Work order:
All of the data should be restated word for word, with the pictures omitted.
·····
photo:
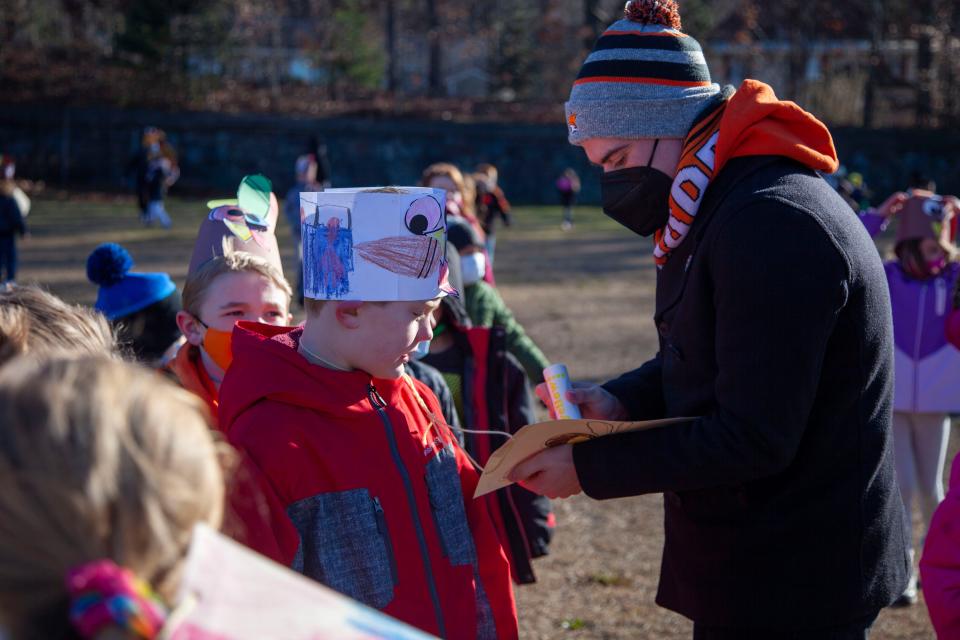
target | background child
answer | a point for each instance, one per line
(12, 225)
(568, 187)
(142, 307)
(940, 564)
(224, 290)
(40, 324)
(460, 203)
(921, 279)
(160, 173)
(492, 205)
(490, 394)
(371, 494)
(484, 305)
(106, 469)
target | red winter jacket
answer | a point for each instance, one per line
(364, 495)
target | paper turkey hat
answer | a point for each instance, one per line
(376, 244)
(248, 222)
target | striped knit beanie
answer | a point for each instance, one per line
(643, 79)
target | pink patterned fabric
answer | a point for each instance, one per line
(103, 594)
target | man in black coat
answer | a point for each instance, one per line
(782, 514)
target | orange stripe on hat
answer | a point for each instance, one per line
(671, 83)
(654, 34)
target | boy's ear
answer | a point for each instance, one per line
(190, 327)
(348, 314)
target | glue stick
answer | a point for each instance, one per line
(558, 383)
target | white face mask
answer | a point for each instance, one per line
(473, 267)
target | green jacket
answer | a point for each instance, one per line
(486, 308)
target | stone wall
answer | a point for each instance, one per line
(91, 148)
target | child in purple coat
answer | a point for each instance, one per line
(922, 279)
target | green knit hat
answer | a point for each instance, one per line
(643, 79)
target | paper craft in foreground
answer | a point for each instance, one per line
(534, 438)
(231, 593)
(374, 244)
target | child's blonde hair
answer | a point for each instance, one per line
(99, 459)
(39, 323)
(198, 283)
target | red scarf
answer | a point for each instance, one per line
(752, 122)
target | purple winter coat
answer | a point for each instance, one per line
(926, 366)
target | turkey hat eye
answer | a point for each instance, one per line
(424, 216)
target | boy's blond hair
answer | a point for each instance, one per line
(99, 459)
(198, 283)
(35, 322)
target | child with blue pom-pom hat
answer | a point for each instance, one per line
(142, 306)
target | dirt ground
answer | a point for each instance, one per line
(586, 296)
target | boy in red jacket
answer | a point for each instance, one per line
(369, 492)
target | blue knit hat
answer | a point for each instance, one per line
(121, 292)
(643, 79)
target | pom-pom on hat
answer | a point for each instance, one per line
(645, 78)
(121, 292)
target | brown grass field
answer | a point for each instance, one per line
(586, 296)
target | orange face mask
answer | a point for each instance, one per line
(218, 345)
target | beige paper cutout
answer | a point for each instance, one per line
(534, 438)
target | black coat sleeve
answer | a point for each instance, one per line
(640, 391)
(535, 512)
(778, 284)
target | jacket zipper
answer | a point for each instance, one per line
(388, 541)
(916, 346)
(378, 403)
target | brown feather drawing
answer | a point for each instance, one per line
(410, 256)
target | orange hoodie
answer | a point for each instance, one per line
(751, 122)
(190, 372)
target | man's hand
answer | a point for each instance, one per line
(892, 205)
(549, 473)
(951, 207)
(594, 401)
·····
Reply:
photo:
target | background child
answer | a point for each instance, one per line
(12, 225)
(568, 187)
(142, 307)
(940, 564)
(224, 290)
(40, 324)
(460, 203)
(921, 279)
(160, 173)
(492, 205)
(490, 394)
(371, 494)
(484, 305)
(106, 469)
target | red winter jacket
answer | a point for each instance, one per line
(364, 495)
target | paper turkey hat
answer | a point for each instance, one per line
(376, 244)
(248, 222)
target | striped knit beanie
answer | a point for each instance, one per line
(643, 79)
target | pink patterned fabric
answer | a point for each instance, one per line
(103, 594)
target | man in black coat
answer | a point for each instance, one per line
(782, 514)
target | orange stripe on hat
answer | a point for each instance, one per line
(671, 83)
(654, 34)
target | boy's ear
answer | a point for each instance, one per line
(190, 327)
(348, 314)
target | glue stick
answer | a point for each instance, one per line
(558, 383)
target | white face mask
answer | a point for each instance, one per line
(473, 267)
target | green jacket
answer | a point for each instance, one per line
(486, 308)
target | stone wall
answer | a point for each instance, one per line
(91, 148)
target | child in purple coat
answer | a point for each instance, one per line
(922, 279)
target | green knit hat
answer | a point for each instance, one per line
(643, 79)
target | paper craft in foreground
answer | a point for each instance, one per line
(534, 438)
(231, 593)
(374, 244)
target | child's blonde hair
answer | a point for each instance, one per line
(99, 459)
(39, 323)
(198, 283)
target | red scarf
answer | a point for each instance, one per line
(752, 122)
target | purple winter coat
answer | a point for each instance, one per line
(926, 366)
target | turkey hat eye
answer | a point for each instance, one per line
(424, 216)
target | boy's blond hair
answer | a point for each instance, one per line
(99, 459)
(198, 283)
(35, 322)
target | child with blue pom-pom hat
answer | a point for each instance, one per line
(142, 306)
target | dirt ground
answer | a point for each instance, one per line
(586, 296)
target | boy in red jacket
answer | a point for each instance, one per line
(369, 492)
target | blue knit hat
answer | a point for each instance, one per line
(121, 292)
(643, 79)
target | pom-pom on hat
answer | a point for each instance, one per line
(645, 78)
(121, 292)
target | brown grass field
answer | a point for each instance, one per line
(586, 296)
target | orange face mask
answer | a point for each instance, one per line
(218, 345)
target | beige paper cutout
answer | a point for each instance, one per line
(534, 438)
target | black coat sleeve
answer | a point for each instance, one per line
(640, 391)
(535, 512)
(778, 284)
target | jacket zipper
answer | a point for each instance, one per line
(388, 541)
(916, 346)
(378, 403)
target | brown feather drawing
answer | a point for each instance, one per line
(410, 256)
target | orange hoodie
answer | a point for each instance, one per line
(751, 122)
(190, 372)
target | man's hand
answer | a point for each instance, one per line
(892, 205)
(549, 473)
(951, 207)
(594, 401)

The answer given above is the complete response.